Records to process:
+===+
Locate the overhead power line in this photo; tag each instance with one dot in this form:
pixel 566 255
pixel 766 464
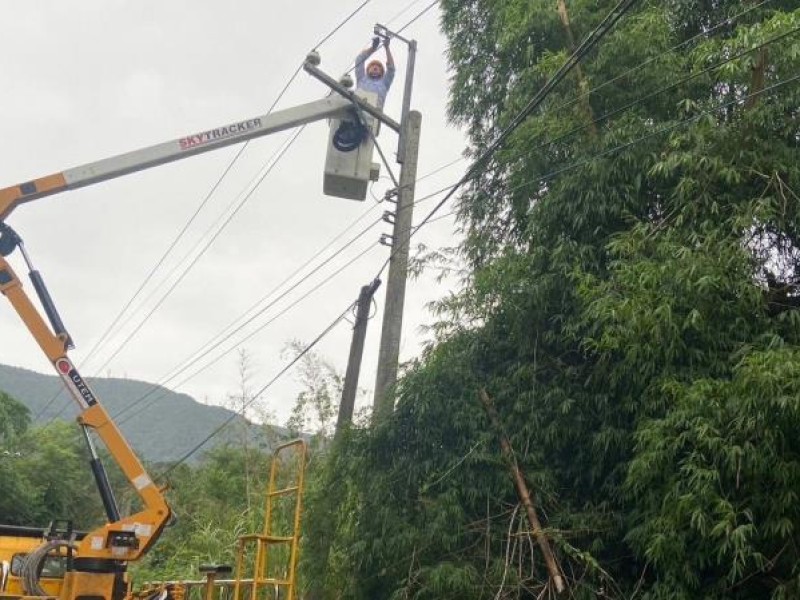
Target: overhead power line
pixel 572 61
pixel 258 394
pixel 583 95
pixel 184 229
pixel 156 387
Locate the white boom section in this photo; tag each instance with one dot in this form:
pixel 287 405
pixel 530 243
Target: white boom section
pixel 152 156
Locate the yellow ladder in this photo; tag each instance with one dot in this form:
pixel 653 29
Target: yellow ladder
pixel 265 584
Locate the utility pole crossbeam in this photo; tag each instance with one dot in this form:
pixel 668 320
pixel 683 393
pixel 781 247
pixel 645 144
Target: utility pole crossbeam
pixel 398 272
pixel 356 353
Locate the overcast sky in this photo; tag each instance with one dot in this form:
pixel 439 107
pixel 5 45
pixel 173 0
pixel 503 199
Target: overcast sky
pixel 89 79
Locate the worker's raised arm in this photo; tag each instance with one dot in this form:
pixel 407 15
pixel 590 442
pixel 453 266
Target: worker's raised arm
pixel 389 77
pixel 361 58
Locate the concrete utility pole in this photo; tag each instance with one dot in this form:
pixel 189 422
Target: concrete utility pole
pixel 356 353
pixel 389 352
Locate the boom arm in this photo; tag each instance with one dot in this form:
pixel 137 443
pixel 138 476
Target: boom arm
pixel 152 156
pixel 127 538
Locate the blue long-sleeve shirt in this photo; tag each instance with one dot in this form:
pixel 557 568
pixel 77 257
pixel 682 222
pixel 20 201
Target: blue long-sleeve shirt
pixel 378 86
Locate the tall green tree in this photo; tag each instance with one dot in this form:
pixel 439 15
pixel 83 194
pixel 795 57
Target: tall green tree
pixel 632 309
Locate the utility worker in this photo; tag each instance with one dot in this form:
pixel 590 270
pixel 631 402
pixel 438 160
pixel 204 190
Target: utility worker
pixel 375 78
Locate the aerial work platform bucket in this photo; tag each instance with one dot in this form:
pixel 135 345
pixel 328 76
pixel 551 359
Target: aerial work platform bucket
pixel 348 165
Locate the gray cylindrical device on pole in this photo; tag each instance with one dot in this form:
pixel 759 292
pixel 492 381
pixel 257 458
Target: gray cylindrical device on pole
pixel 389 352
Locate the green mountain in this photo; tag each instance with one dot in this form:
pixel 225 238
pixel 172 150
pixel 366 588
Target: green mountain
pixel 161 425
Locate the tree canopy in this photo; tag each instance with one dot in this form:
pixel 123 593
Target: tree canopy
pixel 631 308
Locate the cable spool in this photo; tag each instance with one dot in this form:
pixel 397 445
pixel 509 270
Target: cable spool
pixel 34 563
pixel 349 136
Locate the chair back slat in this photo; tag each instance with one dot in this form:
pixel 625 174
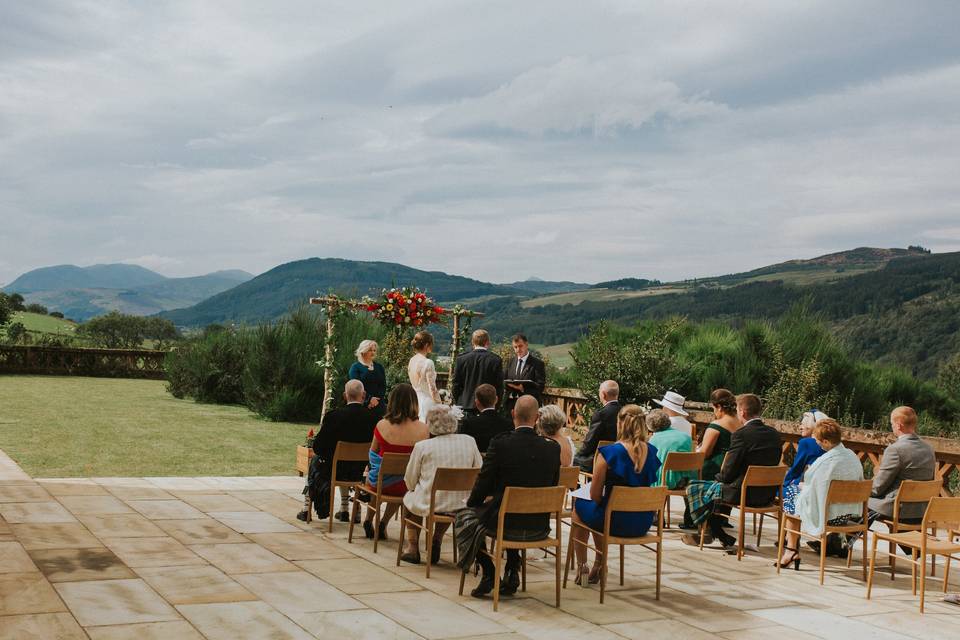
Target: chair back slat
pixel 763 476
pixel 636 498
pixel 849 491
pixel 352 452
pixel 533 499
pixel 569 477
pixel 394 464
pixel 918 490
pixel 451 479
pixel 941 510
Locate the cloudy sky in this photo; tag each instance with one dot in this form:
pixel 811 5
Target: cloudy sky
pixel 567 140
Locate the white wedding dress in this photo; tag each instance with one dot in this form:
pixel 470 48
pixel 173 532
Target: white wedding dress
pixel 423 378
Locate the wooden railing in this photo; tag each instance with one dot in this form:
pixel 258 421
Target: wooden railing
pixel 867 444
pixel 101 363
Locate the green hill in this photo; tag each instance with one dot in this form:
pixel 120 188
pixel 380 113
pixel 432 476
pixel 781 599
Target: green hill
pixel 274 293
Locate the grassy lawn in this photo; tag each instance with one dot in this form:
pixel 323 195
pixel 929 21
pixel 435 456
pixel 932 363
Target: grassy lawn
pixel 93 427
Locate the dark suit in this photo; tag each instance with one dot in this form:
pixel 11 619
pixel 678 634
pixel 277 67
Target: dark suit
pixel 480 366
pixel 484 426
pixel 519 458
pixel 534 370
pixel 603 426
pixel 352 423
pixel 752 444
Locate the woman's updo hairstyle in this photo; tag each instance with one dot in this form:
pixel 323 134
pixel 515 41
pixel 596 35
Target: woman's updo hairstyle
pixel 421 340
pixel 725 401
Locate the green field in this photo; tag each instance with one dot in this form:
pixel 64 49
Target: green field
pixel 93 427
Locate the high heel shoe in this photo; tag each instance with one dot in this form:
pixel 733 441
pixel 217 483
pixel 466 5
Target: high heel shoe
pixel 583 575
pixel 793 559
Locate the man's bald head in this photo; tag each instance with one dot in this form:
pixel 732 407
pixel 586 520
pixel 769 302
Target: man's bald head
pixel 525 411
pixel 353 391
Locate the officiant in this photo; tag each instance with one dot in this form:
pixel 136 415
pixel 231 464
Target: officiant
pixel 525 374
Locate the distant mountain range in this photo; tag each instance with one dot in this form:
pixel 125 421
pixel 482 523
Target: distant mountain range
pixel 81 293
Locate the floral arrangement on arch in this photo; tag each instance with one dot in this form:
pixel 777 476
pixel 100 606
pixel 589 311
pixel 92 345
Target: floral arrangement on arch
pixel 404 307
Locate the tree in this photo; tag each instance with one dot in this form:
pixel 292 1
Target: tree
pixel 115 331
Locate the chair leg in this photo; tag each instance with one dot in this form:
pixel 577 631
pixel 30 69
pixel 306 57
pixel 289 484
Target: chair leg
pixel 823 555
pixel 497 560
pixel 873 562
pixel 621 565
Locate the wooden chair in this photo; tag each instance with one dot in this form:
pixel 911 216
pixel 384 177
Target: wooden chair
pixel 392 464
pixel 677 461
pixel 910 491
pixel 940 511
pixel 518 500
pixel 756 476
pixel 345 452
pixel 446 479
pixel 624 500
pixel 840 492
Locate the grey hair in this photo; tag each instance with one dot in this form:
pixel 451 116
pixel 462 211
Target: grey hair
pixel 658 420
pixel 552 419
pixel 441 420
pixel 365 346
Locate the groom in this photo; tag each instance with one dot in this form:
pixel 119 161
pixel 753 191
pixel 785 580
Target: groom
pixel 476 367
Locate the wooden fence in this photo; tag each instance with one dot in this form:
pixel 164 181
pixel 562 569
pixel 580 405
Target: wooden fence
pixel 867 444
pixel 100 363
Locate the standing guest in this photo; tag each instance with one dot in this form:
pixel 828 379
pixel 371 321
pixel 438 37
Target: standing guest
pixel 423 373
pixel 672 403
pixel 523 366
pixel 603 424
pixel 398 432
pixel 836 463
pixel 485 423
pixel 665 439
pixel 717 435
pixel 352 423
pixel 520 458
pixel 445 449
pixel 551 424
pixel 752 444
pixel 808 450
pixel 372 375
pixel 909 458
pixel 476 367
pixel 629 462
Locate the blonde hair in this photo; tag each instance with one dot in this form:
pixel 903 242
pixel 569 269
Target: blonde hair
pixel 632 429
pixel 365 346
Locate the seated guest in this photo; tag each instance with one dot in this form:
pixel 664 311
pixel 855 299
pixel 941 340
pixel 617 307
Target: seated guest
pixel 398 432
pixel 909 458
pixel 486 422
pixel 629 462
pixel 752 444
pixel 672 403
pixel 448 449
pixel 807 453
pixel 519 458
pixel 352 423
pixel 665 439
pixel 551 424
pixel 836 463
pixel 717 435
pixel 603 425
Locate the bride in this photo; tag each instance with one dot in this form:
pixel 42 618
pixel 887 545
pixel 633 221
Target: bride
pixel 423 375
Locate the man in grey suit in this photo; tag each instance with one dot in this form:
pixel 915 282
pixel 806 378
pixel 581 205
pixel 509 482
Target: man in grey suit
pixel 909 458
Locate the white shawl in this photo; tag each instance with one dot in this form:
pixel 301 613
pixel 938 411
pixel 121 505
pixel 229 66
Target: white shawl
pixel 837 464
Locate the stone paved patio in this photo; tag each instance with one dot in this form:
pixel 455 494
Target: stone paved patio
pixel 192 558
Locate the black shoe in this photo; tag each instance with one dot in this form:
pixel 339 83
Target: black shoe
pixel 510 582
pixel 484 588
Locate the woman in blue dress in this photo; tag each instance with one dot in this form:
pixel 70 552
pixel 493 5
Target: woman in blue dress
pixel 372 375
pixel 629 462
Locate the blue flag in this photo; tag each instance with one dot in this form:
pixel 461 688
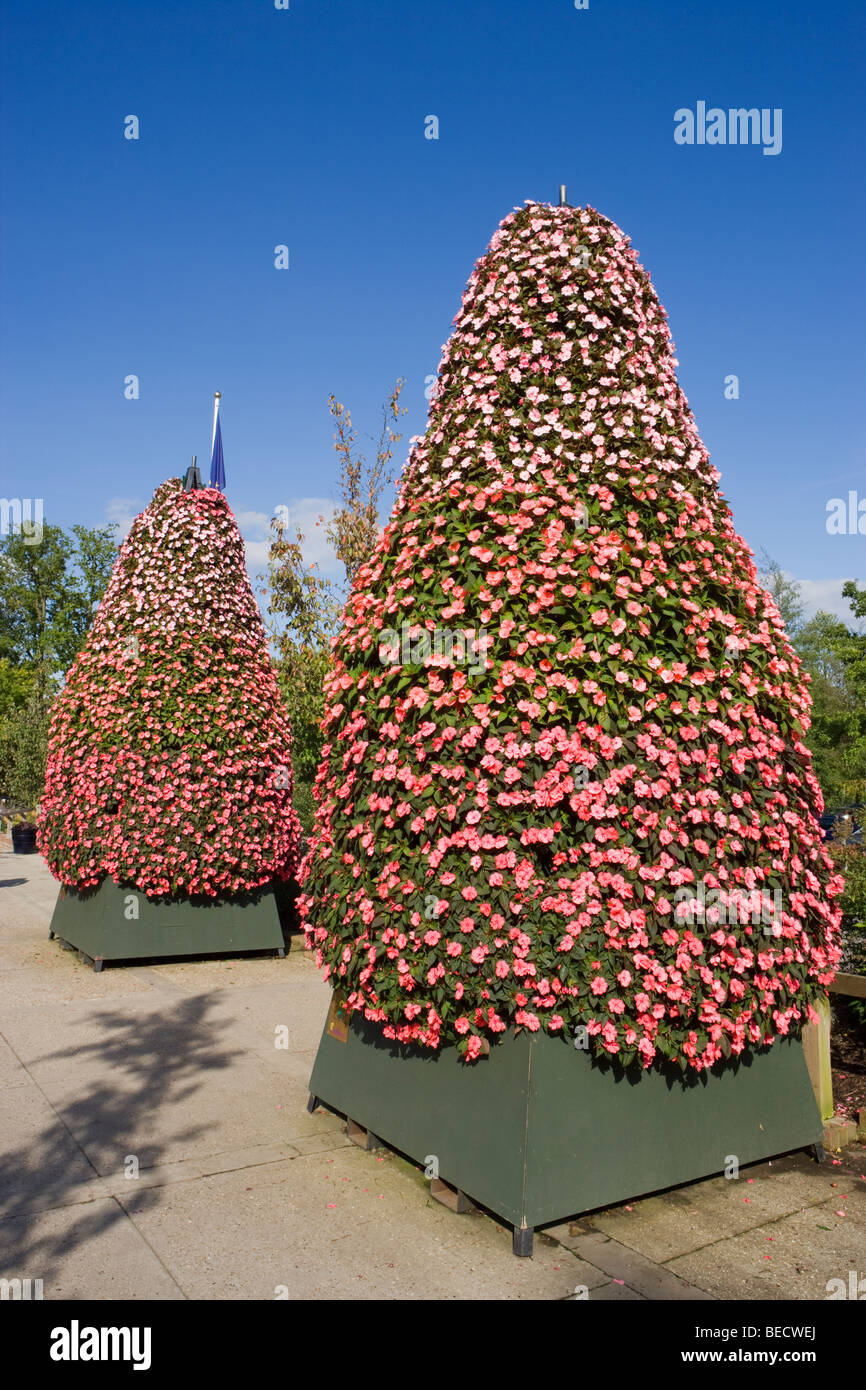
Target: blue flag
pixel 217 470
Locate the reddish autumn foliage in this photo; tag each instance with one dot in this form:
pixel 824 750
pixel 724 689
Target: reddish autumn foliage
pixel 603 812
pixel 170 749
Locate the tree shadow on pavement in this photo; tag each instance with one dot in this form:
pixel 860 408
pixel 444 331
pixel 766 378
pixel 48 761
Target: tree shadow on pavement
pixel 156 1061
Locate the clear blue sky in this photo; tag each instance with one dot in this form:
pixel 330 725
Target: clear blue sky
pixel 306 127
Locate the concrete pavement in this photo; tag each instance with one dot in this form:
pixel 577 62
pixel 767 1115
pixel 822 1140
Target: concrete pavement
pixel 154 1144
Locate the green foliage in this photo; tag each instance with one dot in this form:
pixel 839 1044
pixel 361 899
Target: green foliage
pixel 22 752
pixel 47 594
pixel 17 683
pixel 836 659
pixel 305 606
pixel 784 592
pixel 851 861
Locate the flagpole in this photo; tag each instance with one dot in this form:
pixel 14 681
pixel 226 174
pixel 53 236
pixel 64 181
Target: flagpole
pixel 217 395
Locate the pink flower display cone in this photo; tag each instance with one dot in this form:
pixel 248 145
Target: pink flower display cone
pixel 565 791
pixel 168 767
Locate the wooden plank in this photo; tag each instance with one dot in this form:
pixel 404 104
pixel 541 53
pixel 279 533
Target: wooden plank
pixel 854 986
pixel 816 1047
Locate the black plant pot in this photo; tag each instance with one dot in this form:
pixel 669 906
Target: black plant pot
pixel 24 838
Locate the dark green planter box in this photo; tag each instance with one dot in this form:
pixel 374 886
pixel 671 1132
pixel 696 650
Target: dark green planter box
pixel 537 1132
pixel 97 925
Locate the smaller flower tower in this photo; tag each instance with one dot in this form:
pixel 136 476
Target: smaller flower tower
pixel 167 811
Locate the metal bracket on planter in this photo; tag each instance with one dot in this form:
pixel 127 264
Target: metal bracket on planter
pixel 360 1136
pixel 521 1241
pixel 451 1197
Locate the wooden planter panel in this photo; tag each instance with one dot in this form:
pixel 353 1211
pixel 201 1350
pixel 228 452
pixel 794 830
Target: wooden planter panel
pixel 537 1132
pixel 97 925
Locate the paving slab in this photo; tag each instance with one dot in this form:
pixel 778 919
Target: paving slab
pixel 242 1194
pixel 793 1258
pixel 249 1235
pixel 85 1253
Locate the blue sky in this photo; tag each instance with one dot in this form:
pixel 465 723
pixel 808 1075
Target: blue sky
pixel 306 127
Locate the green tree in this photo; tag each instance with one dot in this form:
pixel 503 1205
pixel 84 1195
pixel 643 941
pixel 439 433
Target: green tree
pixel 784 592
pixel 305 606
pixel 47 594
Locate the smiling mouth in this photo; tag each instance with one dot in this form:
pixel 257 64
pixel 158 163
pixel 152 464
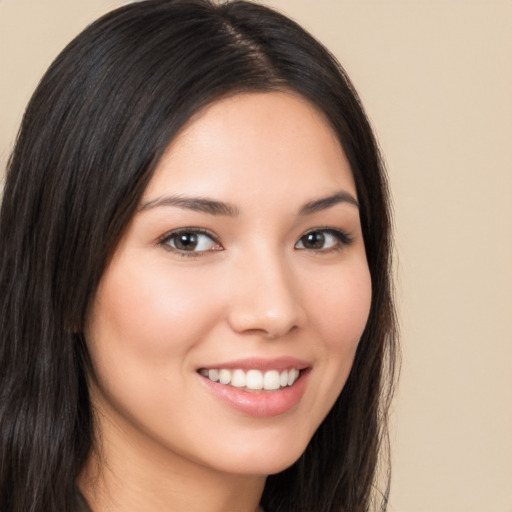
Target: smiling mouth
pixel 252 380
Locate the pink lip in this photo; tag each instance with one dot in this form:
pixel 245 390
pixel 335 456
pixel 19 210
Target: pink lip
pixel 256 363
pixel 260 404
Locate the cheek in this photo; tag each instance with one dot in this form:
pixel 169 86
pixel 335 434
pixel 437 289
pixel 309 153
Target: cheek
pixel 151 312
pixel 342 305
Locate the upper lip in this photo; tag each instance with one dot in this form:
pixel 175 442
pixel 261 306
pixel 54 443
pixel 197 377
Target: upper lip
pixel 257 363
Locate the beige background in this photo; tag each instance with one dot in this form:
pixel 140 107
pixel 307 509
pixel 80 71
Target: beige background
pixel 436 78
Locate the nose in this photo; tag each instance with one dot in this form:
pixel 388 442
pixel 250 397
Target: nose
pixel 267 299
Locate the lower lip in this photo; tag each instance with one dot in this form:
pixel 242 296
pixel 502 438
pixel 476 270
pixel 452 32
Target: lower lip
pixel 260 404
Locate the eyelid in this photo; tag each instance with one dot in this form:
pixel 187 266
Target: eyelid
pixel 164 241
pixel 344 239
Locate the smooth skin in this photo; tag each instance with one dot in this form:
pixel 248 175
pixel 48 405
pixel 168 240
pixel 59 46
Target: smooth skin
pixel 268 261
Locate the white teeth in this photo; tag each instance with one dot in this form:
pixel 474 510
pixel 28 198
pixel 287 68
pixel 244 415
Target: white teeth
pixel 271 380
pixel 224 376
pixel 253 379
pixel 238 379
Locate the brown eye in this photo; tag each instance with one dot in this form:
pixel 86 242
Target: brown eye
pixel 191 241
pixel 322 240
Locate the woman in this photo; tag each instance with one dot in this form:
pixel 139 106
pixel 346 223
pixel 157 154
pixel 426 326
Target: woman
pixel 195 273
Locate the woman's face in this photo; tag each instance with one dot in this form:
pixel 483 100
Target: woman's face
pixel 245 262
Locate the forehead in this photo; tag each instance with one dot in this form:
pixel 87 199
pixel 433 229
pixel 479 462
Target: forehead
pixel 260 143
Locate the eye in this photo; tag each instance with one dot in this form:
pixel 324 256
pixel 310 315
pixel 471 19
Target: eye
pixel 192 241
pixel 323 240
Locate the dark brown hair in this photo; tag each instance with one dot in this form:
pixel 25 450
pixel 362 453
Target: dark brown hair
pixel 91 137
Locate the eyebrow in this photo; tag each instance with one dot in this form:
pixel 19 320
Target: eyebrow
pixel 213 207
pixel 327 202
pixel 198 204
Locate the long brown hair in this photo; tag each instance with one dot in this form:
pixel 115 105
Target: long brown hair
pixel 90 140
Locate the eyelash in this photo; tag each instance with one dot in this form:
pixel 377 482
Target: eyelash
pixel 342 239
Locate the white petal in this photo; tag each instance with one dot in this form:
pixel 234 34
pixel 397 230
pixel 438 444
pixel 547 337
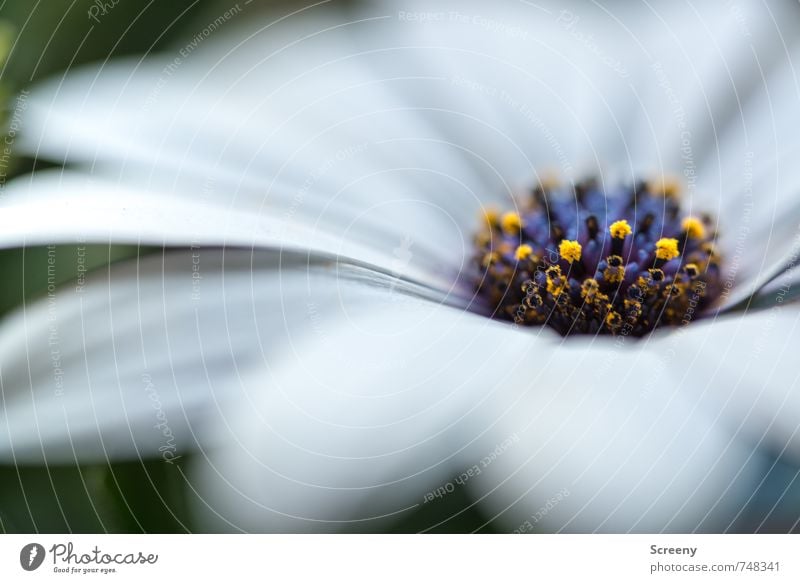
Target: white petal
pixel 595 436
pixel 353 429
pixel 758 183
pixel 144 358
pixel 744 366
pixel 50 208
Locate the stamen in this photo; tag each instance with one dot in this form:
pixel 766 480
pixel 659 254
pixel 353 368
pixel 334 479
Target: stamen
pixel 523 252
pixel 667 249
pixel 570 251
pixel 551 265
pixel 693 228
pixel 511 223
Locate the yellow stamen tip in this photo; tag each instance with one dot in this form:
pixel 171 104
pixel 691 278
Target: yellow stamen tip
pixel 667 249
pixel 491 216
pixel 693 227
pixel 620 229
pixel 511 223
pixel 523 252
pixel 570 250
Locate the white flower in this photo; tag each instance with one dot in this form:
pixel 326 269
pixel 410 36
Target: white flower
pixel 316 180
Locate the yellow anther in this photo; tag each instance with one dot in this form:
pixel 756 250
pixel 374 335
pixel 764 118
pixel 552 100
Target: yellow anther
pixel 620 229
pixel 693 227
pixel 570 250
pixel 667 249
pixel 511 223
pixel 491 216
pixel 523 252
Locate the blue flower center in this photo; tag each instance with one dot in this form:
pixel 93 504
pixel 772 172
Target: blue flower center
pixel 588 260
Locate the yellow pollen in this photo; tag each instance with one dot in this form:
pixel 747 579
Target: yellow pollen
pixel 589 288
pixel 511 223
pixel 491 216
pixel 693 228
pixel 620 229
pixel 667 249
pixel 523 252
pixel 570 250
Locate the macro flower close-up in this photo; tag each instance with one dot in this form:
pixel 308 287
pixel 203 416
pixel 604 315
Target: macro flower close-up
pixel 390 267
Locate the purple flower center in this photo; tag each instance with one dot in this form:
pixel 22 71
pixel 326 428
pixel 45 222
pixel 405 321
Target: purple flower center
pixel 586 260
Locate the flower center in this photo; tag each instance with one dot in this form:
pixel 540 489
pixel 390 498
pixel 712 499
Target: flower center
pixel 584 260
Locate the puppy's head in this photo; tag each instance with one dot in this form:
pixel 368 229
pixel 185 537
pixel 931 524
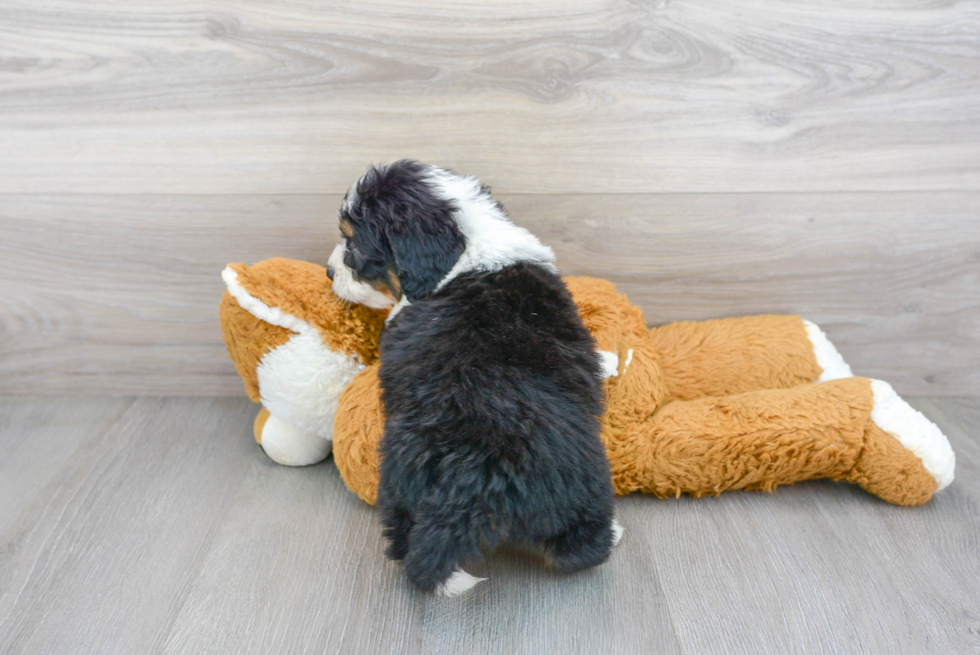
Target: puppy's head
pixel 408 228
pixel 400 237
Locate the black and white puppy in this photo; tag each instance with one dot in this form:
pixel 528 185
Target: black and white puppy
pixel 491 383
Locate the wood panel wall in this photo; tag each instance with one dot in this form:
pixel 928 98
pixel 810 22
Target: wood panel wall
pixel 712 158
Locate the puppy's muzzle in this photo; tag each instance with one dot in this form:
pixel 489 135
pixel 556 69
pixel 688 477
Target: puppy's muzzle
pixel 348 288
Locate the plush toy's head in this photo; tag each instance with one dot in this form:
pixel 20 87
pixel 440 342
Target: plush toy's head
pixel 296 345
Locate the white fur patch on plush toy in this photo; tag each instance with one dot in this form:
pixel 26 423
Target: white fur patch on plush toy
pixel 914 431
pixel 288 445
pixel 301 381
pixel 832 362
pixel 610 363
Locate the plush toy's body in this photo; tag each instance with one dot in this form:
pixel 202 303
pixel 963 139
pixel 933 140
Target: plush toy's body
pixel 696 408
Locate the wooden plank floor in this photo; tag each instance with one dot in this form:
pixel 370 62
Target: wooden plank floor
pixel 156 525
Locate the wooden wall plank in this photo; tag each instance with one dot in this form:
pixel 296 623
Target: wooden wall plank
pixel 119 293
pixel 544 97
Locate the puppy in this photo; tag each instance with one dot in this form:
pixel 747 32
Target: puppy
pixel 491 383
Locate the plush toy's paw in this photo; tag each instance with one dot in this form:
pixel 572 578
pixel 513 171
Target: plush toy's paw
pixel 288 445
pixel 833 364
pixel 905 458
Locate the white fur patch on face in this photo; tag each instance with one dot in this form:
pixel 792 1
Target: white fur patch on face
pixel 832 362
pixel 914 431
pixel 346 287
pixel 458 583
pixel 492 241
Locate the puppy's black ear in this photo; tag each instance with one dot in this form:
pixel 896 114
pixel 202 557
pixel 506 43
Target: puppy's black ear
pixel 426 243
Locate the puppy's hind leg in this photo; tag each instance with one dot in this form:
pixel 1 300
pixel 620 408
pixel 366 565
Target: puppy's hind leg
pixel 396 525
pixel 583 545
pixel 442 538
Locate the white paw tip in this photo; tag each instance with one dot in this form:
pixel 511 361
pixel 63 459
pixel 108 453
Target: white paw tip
+===+
Short exercise:
In the listing, take the lines from the one containing "Locate the white fur patch on plush" up to and including the one containing "pixel 426 243", and give them again with every "plush toy" replaced by "stuffed toy". Keep everything else unchanged.

Final result:
Locate the white fur patch on stuffed toy in this photo; tag each instance with one dot in this form:
pixel 26 423
Target: white fur patch on stuffed toy
pixel 914 431
pixel 288 445
pixel 301 381
pixel 832 362
pixel 610 363
Locate the stuffed toy's body in this photo; tag each instance with one dot in this form:
pixel 202 303
pixel 963 139
pixel 933 140
Target: stuffed toy's body
pixel 696 408
Locate the wooden plank floor in this photo; tag each instance with one dot in this form:
pixel 370 62
Target: wooden plank floor
pixel 156 525
Locate the wooden wall plank in this photo; tag each instance with one dot in this form:
pixel 296 623
Target: wooden wall plank
pixel 119 293
pixel 544 97
Locate the puppy in this photo; tag each instance with one dot in this form:
pixel 747 32
Target: puppy
pixel 491 383
Locate the stuffed toy's paw in this photo; tag each instance with one dot in this form:
pixel 572 578
pixel 513 171
Target: stuffed toy's paw
pixel 288 445
pixel 833 364
pixel 905 458
Locate the white fur patch on face in this photo; tag each instance with one dot in this form:
pixel 792 1
Target: white fur patch on face
pixel 832 362
pixel 914 431
pixel 346 287
pixel 458 583
pixel 492 241
Locate the puppy's black ear in this photo; tag each instance with one dot in this form:
pixel 896 114
pixel 202 557
pixel 506 43
Target: puppy's black ear
pixel 426 243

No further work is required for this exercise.